(Data entries)

■ ■ ■ ■ ■ ■ ■

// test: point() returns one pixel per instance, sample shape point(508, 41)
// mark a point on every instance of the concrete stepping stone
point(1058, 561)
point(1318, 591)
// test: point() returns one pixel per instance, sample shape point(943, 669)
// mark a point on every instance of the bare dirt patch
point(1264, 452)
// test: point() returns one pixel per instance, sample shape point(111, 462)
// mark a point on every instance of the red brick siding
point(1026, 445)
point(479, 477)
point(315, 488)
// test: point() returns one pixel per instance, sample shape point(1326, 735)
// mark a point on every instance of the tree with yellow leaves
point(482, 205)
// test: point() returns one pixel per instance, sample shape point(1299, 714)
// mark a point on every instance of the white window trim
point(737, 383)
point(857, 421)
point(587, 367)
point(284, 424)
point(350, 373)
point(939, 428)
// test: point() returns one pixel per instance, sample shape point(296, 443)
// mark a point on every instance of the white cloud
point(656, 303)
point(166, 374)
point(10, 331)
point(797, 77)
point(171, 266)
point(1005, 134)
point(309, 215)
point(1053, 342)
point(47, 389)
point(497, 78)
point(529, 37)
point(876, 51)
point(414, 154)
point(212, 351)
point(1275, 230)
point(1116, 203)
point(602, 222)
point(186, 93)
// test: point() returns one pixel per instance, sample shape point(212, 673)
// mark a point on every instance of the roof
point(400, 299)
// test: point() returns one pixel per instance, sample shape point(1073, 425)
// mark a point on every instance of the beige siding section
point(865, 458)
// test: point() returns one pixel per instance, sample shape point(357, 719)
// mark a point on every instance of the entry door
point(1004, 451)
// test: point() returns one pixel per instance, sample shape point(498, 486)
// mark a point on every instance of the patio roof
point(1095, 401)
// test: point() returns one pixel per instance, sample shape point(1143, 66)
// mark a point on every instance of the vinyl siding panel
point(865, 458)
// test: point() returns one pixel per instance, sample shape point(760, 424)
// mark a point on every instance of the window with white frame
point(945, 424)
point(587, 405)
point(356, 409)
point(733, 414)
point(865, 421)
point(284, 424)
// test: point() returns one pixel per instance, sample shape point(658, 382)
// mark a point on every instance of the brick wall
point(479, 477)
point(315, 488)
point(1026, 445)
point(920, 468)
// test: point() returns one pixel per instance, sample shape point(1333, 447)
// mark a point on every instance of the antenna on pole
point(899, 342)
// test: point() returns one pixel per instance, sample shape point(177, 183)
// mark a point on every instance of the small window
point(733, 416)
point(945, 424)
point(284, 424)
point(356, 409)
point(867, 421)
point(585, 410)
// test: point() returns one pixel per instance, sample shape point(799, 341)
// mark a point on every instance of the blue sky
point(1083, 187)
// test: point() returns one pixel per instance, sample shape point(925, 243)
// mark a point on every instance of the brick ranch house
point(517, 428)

■ ■ ■ ■ ■ ■ ■

Write out exactly each line of the entries, starting at the one containing "shape point(658, 382)" and finishing with the last line.

// test: point() returns one pixel per instance, sample shape point(658, 382)
// mark a point on every instance of the brick wall
point(479, 477)
point(315, 488)
point(1026, 445)
point(920, 468)
// test: point() returns one pixel per instance, sample shape point(1333, 447)
// mark a point on every instance of the antenna on pole
point(899, 342)
// test: point() returns one pixel per instance, sample shape point(177, 183)
// mark a point on every instance of the small window
point(733, 416)
point(945, 424)
point(284, 424)
point(356, 409)
point(867, 421)
point(585, 410)
// test: point() returns one pixel per instance, sample shape point(799, 341)
// mark a point on every instance of the blue sky
point(1083, 187)
// test: point() returns one pixel per instance, sample shape point(925, 243)
// mark a point on every instance of the brick ranch house
point(517, 428)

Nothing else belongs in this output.